Rows from a pointing dataset:
※
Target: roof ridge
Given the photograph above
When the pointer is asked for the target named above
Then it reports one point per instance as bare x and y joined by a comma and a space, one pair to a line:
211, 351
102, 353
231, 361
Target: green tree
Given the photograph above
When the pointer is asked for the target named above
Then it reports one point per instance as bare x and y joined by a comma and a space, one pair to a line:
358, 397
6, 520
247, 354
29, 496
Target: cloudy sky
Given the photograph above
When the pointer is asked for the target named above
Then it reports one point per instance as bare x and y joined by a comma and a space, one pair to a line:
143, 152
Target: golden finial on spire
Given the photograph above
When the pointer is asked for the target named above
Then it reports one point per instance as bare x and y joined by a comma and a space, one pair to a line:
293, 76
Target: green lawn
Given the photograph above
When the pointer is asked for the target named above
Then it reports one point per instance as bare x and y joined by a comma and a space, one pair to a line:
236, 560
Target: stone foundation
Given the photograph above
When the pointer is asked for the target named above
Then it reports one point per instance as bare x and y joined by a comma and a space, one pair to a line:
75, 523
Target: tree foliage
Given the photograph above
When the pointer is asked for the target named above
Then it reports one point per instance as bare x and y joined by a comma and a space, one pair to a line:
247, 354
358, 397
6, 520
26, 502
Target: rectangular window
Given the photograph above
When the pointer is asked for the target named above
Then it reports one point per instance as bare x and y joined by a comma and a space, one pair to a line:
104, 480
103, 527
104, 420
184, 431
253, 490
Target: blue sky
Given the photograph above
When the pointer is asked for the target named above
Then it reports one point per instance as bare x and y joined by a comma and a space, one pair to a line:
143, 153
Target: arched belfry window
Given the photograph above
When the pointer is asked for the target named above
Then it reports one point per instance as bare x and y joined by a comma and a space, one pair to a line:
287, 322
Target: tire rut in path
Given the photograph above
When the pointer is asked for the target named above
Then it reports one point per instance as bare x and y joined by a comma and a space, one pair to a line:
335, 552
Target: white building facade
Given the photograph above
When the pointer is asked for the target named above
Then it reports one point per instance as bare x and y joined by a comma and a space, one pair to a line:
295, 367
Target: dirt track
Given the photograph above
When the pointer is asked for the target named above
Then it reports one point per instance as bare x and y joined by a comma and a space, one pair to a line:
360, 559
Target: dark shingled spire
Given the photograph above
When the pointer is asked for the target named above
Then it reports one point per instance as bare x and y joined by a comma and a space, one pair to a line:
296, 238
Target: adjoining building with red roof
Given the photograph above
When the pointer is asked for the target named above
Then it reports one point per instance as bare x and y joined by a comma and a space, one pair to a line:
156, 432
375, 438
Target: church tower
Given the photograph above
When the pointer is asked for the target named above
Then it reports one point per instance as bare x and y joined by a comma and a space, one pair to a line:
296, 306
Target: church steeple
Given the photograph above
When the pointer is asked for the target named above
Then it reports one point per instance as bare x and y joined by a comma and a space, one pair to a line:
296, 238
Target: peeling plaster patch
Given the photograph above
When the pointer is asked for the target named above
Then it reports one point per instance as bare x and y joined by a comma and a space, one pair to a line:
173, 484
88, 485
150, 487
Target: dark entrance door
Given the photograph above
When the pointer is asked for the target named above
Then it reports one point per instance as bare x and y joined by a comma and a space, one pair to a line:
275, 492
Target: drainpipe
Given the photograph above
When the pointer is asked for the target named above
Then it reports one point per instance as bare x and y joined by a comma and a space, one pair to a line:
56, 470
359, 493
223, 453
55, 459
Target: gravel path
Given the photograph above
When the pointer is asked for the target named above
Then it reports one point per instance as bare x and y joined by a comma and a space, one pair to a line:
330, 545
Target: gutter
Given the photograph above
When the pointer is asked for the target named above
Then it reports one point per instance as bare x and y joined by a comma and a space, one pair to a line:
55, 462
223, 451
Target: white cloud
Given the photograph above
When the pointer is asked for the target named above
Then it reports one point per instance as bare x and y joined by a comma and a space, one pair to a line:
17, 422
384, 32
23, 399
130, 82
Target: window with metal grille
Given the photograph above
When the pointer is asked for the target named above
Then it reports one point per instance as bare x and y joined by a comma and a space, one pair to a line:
※
▶ Direction
Starting from the line with "Target: gutter" and ending with the final line of the data, quote every line exactly, both ends included.

▶ Exercise answer
Target: gutter
Given the photograph above
When the pointer is asked for the target named above
Then it reports one point per instance as bare x and y joined by a comma and a space, one pair to a line:
55, 462
223, 451
Target: white cloud
Given the photograph above
When the pointer is asked for the target named above
Then it reports one point per instance as bare x and y joined by a comma and a space, one pair to a line:
17, 422
384, 32
23, 399
130, 82
Target: window with metal grille
Given the photograph above
When the pointer is asked for the target named above
Then it reports one point per instance as bare x and y joined by a comma and a space, one pair to a line:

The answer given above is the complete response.